> Data extract:
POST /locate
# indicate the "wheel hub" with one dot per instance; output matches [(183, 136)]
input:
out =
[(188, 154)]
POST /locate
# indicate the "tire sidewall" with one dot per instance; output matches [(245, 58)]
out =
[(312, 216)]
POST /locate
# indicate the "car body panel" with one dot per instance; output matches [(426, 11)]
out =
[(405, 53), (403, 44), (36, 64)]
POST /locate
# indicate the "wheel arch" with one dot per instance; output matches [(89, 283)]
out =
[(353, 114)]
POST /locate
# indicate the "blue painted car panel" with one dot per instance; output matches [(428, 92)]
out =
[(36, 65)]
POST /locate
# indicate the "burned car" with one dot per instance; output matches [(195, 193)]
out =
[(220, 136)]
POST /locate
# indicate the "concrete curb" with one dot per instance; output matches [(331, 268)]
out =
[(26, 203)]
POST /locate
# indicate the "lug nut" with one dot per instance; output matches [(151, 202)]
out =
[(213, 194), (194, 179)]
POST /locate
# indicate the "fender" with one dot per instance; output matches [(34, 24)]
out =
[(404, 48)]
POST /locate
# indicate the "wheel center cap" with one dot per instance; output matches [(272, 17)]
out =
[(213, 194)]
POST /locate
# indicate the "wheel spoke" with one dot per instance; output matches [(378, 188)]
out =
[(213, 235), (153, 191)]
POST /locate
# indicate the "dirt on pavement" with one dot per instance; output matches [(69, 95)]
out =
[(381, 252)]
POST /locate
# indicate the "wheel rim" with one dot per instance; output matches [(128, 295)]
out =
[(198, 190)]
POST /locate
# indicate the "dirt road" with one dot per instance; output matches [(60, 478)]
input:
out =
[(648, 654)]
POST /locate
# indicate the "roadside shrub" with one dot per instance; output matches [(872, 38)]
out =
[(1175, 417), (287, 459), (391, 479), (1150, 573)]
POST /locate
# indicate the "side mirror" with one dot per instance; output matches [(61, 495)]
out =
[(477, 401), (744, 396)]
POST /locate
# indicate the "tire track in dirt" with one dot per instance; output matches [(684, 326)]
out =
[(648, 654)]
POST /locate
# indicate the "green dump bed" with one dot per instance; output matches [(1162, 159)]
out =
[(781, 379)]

> Exercise details:
Looking at the listing above, which lines hold "tire"? Copy every such line.

> Solution:
# indicate the "tire sidewall" with one dot per instance; output matches [(245, 58)]
# indicate the "tire track in dirt" with one dot per instance; output matches [(684, 326)]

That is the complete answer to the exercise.